Como você resumiria em duas frases o trecho sobre Kant e a Crítica da Razão Pura?

** TRECHO DO TEXTO **

-=-=-=-=-

Nessa obra Immanuel Kant refuta a ideia de empirismo puro de David Hume. Enquanto Descartes uniu a geometria à álgebra utilizando conceitos puramente racionais, e isso é algo que Hume tenta desconstruir, dizendo que esses conceitos na verdade são fruto da experiência, Kant introduz outro conceito que une a razão e a experiência.

Kant classificou os juízos como analíticos ou sintéticos. Os juízos analíticos são explicativos, enquanto o juízo sintético utiliza a experiência.

Os juízos sintéticos podem ser a priori e a posteriori. Os juízos sintéticos a priori usam conceitos universais e podem ser replicados pela experiência. Os juízos a posteriori usam conceitos particulares e não servem para a ciência. 

Em Crítica da Razão Pura, Kant demonstra que é possível haver um conceito a priori que origina a experiência. Ele utiliza o espaço e tempo pra provar isso.

-=-=-=-=-

** LINHAS DE DADOS **
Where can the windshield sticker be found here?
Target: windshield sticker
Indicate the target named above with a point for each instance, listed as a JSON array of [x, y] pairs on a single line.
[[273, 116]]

-=-=-=-=-

** RESULTADO DA TAREFA **
Kant refuta o empirismo puro de Hume e introduz um conceito que une razão e experiência, classificando os juízos em analíticos, que são explicativos, e sintéticos, que utilizam a experiência e podem ser a priori ou a posteriori. Na Crítica da Razão Pura, ele demonstra, por meio do espaço e do tempo, que é possível haver um conceito a priori que origina a experiência.